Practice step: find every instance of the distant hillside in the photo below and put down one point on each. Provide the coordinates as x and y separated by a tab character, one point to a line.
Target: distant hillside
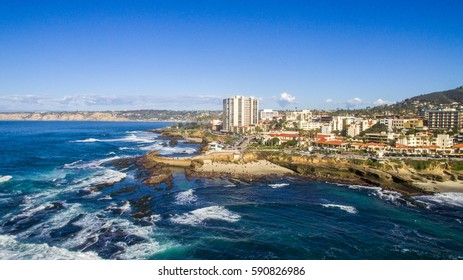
409	107
441	97
138	115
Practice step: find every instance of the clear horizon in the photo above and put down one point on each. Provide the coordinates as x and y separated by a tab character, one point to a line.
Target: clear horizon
183	55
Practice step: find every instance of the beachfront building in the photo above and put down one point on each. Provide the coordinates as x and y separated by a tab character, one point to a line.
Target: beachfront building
214	146
309	125
268	114
401	123
240	113
444	118
303	115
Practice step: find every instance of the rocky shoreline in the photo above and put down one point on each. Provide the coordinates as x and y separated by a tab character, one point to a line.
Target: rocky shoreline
258	166
394	175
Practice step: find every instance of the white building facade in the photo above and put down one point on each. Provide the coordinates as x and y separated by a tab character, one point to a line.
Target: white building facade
240	112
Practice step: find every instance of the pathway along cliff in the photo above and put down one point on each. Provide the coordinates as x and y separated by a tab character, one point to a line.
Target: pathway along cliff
406	177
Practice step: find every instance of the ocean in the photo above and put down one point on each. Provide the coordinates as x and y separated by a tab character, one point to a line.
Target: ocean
61	198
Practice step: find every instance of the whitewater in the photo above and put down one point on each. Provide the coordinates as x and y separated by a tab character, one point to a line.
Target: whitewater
69	191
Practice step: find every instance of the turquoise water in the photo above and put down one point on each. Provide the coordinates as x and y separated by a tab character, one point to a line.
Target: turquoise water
61	198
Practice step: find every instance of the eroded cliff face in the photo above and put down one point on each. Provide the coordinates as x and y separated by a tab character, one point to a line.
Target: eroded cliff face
65	116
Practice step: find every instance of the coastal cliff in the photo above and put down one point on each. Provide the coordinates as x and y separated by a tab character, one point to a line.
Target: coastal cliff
65	116
406	177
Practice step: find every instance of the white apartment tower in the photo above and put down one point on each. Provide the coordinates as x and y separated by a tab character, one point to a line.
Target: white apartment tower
240	111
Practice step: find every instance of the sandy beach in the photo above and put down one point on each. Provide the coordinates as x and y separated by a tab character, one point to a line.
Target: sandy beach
447	186
257	168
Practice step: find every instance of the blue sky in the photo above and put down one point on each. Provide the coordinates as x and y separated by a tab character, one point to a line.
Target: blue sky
116	55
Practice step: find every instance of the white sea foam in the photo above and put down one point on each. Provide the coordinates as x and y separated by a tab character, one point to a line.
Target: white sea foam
141	250
392	196
168	150
358	187
186	197
198	216
276	186
349	209
6	178
139	137
448	198
88	140
11	249
92	164
104	176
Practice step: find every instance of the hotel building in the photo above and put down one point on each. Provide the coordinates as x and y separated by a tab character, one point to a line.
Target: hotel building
240	114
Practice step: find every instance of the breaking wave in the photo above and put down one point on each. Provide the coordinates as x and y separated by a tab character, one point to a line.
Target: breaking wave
276	186
387	195
450	199
6	178
348	209
186	197
198	216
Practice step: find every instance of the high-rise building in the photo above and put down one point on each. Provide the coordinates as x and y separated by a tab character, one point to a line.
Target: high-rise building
444	118
240	112
268	114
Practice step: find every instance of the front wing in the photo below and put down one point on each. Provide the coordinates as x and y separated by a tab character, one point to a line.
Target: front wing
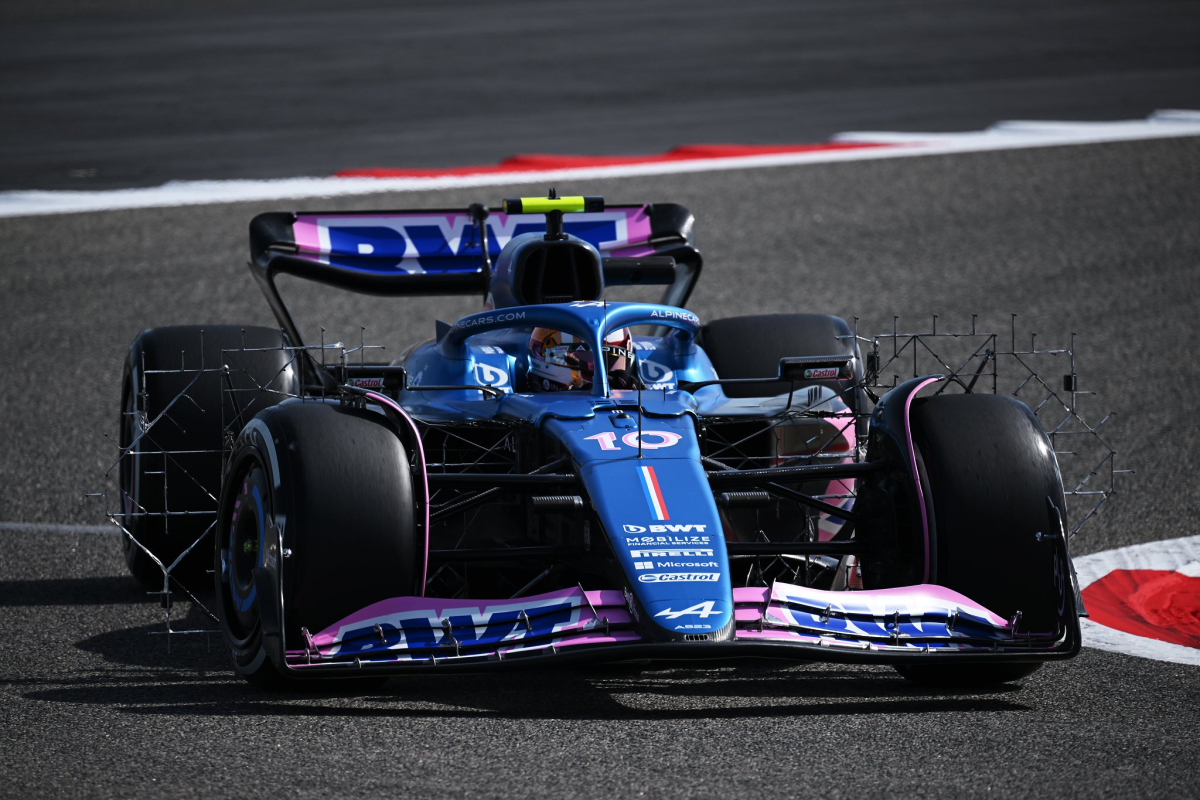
910	624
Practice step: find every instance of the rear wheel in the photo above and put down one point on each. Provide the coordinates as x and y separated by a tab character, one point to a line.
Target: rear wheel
174	416
335	485
993	486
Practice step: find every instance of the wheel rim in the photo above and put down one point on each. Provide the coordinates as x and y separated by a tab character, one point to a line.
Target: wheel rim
241	552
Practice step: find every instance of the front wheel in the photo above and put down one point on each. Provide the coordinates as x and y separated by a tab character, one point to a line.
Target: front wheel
995	499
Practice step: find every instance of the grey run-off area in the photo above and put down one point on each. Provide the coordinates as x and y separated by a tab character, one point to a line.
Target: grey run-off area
135	92
1099	240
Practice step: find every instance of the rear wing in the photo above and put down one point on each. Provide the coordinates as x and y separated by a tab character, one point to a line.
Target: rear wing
442	252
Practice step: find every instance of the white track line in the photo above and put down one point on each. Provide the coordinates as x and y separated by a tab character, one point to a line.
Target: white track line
1002	136
51	528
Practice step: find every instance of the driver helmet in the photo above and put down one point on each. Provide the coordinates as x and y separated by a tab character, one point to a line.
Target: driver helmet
562	361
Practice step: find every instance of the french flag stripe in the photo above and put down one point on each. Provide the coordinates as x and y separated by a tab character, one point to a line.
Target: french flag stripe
654	494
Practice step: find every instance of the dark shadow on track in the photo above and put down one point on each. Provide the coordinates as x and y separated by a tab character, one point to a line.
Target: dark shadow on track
72	591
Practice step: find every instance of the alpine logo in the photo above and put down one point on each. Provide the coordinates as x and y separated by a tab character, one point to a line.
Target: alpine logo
679	577
666	529
702	611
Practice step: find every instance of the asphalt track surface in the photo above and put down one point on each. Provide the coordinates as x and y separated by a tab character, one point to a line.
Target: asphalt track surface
1101	240
135	92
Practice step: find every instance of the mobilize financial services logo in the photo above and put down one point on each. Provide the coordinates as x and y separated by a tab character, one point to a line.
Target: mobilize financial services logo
665	529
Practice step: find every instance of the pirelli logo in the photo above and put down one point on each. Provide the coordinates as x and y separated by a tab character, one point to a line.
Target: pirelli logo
671	553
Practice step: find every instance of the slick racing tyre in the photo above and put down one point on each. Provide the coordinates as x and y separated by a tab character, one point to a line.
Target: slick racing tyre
334	483
993	485
750	347
175	411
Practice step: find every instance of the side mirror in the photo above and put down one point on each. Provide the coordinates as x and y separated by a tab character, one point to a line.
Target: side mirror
815	367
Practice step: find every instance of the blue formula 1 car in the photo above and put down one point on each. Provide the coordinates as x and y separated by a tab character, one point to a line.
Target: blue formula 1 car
563	477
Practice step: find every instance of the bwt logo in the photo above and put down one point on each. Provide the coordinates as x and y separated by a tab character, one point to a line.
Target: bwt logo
453	235
665	529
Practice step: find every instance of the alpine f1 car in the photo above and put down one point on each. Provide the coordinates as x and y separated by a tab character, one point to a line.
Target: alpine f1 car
563	477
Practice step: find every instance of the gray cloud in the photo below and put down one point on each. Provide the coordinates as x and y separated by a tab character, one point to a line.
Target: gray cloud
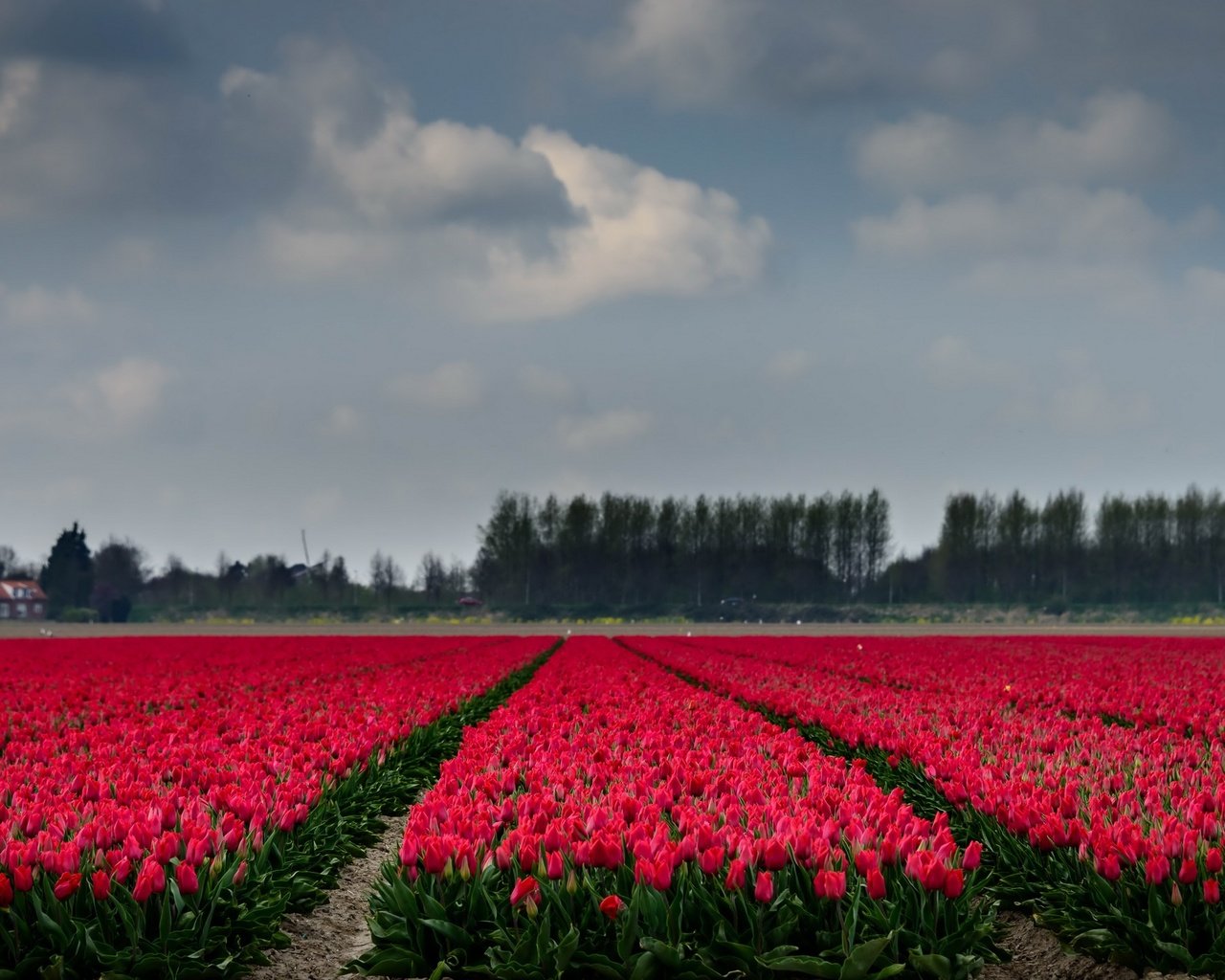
113	34
1116	136
799	54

### WORK ITEM
Where a line of the records includes "below", copy it.

### TASK SOLUTION
Practice step: find every instance of the distant hillside in the photo below and put down one point on each. Provide the coordinates as x and y separated by a tab character, one point to a line.
Practice step: find every instance of the front wing in the photo below and put down one point on each. Provide the coordinates as x and y separated by a tab character, one point to a line.
Practice step: find every instance of the gray cloud in the photo below and put down one point on each. Provide the coordinates as x and y separated by a tab character, one point to a line.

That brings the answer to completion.